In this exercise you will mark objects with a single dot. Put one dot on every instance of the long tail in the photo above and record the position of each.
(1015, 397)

· · ·

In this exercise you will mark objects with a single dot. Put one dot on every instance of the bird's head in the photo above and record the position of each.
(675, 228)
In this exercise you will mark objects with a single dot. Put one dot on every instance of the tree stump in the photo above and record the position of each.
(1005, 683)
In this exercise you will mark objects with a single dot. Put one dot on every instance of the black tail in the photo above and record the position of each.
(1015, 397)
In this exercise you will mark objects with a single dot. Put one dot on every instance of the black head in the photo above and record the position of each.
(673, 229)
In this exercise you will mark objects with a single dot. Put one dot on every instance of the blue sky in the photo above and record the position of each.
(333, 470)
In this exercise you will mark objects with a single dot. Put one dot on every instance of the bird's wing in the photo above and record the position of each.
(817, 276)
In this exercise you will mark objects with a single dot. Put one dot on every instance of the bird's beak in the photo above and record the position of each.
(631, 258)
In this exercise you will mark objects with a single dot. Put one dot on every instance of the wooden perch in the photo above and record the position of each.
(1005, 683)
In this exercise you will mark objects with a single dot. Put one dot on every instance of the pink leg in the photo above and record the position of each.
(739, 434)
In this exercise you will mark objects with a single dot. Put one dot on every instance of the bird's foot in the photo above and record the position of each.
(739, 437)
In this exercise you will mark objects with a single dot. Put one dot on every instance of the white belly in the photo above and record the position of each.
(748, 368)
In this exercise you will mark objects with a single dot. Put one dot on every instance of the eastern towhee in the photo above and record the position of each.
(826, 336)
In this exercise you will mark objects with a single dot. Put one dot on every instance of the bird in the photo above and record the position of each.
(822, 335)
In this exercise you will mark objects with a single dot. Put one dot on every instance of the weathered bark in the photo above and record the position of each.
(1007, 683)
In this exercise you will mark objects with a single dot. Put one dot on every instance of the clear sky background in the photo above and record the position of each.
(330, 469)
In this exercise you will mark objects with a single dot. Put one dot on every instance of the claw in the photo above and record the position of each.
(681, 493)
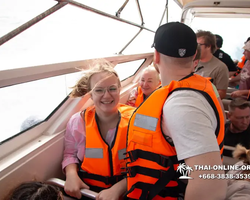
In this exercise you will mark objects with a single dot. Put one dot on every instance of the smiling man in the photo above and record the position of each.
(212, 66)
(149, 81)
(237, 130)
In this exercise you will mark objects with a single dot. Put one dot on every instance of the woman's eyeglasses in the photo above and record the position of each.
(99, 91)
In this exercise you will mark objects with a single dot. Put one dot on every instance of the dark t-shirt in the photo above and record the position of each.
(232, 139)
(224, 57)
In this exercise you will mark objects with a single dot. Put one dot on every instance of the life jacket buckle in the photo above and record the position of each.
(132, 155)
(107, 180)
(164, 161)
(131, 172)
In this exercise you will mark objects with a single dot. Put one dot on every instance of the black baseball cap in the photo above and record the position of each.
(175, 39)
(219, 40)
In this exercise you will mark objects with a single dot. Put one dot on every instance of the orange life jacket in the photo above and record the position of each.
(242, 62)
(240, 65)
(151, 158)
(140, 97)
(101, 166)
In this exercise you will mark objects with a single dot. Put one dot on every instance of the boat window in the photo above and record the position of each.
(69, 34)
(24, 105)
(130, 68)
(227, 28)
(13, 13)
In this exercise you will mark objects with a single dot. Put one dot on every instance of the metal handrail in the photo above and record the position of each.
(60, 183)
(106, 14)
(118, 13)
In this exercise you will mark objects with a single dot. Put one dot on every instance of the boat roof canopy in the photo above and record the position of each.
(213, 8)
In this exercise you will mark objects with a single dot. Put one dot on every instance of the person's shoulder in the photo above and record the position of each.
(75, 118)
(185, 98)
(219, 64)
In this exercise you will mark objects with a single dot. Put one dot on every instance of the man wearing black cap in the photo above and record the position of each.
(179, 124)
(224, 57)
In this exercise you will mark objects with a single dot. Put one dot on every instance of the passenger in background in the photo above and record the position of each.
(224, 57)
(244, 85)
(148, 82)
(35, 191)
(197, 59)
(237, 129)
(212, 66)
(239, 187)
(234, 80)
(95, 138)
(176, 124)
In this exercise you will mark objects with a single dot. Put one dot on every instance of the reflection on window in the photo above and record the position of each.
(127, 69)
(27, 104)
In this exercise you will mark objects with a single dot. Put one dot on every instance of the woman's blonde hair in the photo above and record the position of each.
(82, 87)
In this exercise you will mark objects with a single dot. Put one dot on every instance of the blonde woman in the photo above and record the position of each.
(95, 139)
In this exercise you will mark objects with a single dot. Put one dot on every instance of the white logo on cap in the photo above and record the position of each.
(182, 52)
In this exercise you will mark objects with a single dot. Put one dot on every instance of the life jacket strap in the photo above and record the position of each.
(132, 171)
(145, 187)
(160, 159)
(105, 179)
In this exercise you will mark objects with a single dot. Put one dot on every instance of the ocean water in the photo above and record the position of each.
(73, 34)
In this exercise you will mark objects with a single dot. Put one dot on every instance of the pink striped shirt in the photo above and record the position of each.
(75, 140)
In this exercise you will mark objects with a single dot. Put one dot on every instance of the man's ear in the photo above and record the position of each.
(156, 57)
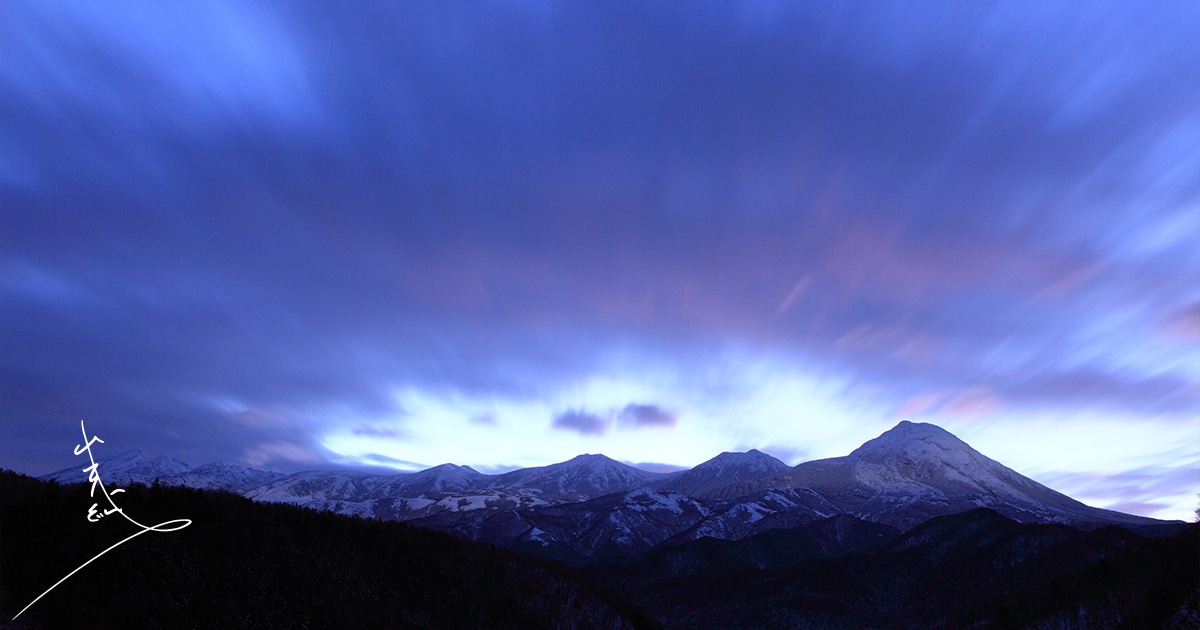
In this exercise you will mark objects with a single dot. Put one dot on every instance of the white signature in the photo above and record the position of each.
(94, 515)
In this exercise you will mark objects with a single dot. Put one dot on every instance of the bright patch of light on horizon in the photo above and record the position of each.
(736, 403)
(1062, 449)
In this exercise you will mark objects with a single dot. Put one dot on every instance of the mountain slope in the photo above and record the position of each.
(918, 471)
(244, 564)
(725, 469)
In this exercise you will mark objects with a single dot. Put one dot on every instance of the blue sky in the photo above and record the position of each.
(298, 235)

· · ·

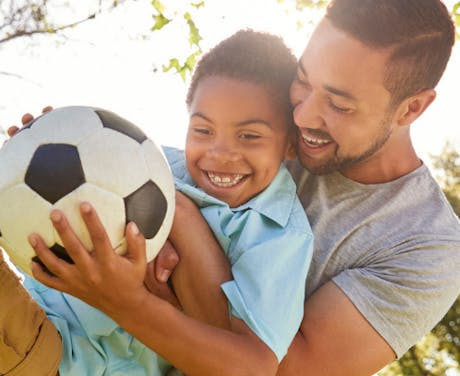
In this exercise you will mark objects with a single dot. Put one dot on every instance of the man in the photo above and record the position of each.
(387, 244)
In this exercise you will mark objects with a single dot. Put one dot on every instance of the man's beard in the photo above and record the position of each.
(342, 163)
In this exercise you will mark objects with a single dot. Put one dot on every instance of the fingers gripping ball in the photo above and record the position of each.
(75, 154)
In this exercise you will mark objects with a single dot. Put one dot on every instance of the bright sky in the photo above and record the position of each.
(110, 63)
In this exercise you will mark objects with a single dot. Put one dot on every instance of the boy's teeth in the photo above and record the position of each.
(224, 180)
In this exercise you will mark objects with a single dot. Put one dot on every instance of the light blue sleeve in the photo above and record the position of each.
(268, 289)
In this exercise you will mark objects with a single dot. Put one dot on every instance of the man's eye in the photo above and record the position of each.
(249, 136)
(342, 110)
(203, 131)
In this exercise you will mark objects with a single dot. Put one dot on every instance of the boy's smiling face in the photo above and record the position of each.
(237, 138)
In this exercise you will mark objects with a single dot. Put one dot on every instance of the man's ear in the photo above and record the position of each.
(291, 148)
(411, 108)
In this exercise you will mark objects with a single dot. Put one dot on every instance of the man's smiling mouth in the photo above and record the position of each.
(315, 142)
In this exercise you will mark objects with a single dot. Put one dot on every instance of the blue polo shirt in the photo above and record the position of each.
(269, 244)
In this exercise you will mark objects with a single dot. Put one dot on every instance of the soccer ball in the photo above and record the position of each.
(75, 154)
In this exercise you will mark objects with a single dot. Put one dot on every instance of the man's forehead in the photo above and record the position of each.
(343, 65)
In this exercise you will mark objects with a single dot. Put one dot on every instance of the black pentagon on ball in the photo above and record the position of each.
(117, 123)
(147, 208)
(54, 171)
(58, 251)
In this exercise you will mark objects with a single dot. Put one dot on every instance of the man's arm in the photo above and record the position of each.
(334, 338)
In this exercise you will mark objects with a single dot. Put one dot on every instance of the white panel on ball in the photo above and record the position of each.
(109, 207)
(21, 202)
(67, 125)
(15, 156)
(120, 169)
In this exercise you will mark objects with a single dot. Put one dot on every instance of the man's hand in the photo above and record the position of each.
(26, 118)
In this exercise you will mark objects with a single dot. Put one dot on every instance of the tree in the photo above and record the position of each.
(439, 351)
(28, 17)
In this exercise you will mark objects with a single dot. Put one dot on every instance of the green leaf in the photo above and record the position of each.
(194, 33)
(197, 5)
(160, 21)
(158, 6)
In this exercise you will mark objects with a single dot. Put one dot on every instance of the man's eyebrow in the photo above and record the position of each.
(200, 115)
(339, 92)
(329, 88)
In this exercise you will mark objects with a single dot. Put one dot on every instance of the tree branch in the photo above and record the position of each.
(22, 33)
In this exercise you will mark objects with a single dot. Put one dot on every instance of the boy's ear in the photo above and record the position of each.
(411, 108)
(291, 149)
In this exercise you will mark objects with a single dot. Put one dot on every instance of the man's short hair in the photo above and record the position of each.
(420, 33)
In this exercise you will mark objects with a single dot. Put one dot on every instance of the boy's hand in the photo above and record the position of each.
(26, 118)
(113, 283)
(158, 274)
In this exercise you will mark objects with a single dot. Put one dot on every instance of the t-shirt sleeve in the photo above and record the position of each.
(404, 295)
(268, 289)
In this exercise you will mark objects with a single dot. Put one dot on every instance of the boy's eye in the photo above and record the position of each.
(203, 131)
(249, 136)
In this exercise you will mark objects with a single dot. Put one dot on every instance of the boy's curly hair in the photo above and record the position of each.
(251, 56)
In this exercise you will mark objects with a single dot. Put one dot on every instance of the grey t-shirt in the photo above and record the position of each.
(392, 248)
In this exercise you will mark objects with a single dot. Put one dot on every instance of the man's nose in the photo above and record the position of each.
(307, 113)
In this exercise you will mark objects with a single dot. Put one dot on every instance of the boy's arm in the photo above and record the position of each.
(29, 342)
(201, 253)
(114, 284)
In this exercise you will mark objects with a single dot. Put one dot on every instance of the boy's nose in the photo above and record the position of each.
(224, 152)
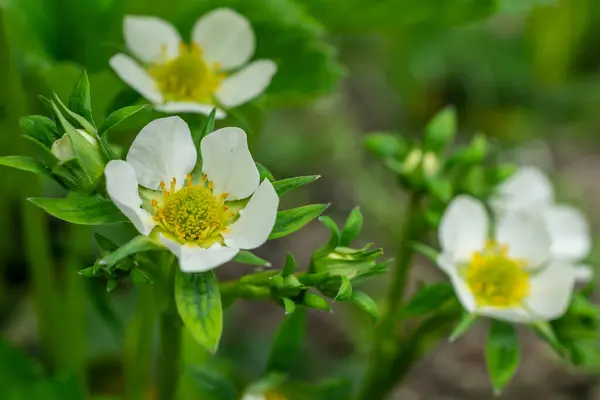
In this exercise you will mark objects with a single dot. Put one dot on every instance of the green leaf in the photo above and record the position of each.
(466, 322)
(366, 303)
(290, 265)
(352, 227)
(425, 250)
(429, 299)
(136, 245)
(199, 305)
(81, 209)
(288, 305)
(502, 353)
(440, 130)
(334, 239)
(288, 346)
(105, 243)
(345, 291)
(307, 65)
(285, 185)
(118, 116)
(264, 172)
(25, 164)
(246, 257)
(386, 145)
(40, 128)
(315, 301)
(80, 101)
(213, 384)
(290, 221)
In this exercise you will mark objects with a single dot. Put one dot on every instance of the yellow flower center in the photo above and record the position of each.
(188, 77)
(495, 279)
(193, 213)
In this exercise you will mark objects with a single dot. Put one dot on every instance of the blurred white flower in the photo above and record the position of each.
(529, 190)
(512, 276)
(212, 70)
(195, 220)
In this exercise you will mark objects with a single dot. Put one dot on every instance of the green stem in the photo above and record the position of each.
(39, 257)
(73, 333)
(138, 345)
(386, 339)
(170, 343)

· · ·

*PROBLEM:*
Count the lines in the records that contain the word "blonde". Treat uppercase and lowercase letters as different, and reply with the number only.

*SOLUTION TO THIS TASK:*
2